* Work to complete *
Extract from the records below the lines running from the one containing "Pest-scouting request: tag the rooster's" through the end of the records, inclusive, and reproduce them word for word.

* Information provided *
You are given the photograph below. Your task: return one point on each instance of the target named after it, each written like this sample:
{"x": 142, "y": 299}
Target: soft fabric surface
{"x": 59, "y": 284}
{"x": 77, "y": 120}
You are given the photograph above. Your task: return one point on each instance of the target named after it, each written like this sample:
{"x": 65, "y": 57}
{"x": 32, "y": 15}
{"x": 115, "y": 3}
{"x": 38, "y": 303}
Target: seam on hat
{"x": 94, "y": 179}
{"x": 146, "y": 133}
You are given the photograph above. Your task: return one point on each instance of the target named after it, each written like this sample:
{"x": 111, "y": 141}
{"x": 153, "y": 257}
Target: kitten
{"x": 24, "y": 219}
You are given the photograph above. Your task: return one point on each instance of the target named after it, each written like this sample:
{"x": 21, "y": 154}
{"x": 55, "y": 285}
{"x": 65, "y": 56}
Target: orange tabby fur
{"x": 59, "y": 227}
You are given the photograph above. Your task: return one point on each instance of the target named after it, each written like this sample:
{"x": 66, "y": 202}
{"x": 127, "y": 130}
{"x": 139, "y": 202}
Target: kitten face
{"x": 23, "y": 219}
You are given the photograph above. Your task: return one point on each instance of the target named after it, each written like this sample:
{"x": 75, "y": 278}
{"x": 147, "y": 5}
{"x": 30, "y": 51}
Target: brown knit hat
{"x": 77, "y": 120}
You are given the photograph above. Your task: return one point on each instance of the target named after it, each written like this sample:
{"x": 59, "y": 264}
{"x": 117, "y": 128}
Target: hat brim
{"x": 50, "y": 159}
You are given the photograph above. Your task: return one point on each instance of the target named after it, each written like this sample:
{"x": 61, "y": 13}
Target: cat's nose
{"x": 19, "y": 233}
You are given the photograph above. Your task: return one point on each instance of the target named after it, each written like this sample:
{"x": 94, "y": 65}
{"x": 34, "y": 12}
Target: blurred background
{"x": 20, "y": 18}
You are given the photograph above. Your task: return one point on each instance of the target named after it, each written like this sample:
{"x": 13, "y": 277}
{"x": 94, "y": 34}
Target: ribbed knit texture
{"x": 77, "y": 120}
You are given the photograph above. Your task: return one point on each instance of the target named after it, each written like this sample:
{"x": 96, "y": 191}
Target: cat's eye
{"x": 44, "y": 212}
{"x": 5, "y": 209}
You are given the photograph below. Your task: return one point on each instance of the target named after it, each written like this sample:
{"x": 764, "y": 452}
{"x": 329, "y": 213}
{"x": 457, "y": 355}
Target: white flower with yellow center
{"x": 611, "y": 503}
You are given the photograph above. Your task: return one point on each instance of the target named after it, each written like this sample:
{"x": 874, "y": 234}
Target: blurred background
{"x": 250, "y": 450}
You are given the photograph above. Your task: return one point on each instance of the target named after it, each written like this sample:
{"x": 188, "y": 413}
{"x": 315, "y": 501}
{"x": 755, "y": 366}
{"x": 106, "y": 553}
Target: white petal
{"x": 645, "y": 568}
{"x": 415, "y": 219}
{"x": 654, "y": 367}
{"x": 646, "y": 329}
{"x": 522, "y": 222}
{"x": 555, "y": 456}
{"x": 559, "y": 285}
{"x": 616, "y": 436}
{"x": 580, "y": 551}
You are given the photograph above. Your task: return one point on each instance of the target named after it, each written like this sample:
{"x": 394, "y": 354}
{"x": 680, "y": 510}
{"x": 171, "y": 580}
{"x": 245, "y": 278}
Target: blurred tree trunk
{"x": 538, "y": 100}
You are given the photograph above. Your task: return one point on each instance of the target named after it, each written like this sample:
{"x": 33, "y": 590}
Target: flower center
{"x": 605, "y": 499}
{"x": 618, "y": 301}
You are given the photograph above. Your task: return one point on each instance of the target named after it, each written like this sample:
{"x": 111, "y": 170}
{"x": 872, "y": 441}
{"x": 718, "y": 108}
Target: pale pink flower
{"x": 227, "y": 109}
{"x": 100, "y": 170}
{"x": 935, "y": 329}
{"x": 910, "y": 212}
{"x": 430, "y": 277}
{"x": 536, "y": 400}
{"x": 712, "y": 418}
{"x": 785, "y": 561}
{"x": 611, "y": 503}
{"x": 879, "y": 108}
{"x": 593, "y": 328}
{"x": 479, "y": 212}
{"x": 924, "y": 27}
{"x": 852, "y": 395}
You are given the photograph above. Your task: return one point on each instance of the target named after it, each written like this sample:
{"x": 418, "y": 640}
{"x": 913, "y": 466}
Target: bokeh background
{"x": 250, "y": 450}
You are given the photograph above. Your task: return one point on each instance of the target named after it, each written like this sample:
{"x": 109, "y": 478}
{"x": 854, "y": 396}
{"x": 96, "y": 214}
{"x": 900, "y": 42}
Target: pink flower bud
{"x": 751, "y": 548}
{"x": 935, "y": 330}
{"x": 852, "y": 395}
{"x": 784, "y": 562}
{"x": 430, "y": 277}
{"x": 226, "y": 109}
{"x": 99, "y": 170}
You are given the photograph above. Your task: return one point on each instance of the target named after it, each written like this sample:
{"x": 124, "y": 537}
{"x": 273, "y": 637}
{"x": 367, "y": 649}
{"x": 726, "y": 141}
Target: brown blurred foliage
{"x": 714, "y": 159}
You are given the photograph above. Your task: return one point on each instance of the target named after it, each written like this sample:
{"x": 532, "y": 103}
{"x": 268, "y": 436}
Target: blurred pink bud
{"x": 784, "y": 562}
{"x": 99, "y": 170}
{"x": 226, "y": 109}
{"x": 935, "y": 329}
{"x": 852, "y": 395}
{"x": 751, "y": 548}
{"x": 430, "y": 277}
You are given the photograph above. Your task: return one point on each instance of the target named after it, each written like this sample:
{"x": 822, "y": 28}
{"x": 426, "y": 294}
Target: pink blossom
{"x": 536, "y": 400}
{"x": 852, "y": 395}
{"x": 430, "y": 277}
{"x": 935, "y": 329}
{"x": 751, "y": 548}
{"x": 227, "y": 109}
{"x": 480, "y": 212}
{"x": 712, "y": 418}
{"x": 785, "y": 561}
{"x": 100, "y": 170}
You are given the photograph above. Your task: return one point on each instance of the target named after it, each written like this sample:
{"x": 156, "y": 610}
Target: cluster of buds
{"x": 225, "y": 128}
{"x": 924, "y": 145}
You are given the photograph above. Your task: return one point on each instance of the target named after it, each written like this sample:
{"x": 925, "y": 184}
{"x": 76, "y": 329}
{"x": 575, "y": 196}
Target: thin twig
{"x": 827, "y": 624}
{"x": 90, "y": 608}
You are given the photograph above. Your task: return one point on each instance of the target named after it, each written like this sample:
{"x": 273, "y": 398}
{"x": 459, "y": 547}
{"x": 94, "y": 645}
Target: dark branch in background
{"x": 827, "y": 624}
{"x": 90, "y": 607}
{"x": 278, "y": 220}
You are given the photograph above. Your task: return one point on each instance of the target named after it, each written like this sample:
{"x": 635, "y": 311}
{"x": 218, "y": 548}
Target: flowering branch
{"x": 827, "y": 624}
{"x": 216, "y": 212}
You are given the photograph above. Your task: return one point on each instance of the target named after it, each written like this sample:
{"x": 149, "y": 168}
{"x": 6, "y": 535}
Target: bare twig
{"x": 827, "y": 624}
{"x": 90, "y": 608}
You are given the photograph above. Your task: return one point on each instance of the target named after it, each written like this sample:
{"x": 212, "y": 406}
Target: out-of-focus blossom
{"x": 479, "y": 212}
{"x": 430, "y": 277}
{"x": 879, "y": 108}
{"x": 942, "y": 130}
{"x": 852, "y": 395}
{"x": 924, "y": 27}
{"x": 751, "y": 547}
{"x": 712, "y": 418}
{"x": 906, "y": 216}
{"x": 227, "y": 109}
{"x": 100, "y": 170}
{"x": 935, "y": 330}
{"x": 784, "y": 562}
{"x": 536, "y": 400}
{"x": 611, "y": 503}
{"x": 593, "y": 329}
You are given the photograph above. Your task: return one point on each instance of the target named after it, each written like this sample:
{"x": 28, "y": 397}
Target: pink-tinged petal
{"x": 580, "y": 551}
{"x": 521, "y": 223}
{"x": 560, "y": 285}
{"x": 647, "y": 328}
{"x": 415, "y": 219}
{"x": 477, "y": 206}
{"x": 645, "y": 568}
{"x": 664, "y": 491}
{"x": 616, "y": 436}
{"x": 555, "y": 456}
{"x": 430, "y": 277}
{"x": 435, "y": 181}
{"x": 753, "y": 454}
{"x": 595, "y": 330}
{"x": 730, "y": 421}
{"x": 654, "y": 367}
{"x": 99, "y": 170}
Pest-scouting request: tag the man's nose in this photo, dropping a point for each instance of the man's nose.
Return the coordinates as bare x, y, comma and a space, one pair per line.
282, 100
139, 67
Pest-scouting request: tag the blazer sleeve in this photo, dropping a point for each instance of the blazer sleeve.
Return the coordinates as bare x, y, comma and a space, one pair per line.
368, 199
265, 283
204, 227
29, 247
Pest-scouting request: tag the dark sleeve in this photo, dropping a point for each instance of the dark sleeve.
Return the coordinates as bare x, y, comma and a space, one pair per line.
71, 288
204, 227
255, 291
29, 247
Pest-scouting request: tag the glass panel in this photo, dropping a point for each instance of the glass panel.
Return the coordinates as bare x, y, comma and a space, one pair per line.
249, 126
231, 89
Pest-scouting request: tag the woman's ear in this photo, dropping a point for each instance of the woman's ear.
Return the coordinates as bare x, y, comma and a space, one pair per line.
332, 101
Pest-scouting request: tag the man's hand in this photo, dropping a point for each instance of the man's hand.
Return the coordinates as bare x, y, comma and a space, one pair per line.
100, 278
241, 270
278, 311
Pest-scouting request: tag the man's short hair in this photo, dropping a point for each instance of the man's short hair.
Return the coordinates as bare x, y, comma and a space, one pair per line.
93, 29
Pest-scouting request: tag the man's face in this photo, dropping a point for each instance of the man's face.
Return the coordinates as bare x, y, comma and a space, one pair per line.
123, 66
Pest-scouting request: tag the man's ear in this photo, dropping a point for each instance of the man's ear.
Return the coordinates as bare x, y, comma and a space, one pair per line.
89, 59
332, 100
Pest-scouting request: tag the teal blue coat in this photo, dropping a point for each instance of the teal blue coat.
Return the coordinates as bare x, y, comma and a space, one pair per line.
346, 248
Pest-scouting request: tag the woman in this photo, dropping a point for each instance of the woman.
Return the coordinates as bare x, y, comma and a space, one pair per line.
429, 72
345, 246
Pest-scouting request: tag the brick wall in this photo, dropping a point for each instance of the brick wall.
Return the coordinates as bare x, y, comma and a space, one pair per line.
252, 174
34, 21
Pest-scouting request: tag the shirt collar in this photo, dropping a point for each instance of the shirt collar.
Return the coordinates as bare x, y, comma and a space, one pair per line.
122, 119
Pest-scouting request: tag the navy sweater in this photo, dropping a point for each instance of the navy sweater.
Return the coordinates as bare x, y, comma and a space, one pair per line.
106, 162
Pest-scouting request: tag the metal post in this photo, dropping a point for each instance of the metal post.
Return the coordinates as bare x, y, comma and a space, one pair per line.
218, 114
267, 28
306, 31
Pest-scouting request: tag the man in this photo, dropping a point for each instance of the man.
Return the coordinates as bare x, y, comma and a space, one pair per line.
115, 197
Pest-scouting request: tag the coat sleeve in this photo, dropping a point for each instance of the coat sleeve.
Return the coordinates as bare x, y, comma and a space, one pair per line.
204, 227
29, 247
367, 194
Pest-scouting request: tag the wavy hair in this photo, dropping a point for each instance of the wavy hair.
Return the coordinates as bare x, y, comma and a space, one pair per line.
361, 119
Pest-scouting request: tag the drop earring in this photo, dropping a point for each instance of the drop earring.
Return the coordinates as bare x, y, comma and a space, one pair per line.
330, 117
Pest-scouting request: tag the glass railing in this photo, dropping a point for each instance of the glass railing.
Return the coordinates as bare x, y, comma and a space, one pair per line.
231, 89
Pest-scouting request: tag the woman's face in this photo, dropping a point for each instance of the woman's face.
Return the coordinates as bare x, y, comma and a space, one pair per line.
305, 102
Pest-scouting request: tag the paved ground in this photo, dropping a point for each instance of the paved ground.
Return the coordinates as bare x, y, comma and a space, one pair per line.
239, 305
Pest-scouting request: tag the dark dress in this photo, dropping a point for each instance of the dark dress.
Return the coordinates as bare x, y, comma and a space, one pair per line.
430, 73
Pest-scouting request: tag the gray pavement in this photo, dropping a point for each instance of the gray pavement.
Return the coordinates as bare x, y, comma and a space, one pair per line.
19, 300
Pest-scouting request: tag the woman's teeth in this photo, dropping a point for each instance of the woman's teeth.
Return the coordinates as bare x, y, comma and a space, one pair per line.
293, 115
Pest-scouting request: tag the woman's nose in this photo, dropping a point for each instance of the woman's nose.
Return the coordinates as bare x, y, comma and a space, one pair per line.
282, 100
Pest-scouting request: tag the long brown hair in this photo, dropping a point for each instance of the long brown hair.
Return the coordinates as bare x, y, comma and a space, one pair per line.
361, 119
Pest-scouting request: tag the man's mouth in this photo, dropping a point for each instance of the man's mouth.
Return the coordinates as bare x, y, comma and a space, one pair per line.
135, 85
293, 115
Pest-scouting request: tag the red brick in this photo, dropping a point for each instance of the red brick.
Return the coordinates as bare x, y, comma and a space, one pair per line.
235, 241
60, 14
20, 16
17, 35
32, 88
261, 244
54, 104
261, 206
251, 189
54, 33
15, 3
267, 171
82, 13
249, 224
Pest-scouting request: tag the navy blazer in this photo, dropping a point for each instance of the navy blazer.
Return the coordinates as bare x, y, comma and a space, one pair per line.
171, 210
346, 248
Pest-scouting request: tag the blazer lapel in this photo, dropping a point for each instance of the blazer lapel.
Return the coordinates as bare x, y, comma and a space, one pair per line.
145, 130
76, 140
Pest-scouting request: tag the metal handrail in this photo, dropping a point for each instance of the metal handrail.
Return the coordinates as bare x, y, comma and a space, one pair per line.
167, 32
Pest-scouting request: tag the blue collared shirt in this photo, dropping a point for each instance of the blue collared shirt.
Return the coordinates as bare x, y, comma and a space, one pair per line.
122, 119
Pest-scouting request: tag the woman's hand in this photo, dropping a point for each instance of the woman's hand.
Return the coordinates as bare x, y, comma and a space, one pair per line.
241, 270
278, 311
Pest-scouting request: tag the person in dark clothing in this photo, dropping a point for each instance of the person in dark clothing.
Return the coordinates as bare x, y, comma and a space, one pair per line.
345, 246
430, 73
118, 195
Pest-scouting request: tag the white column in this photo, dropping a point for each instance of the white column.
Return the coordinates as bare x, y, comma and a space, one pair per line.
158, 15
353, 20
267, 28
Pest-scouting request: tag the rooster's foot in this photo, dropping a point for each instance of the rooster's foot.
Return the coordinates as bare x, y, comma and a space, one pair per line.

* Response to the exercise *
Pest-scouting request: tag the rooster's foot in this photo, dropping a point for each instance of the rooster's foot.
Return the coordinates as bare x, y, comma and a space, one pair per line.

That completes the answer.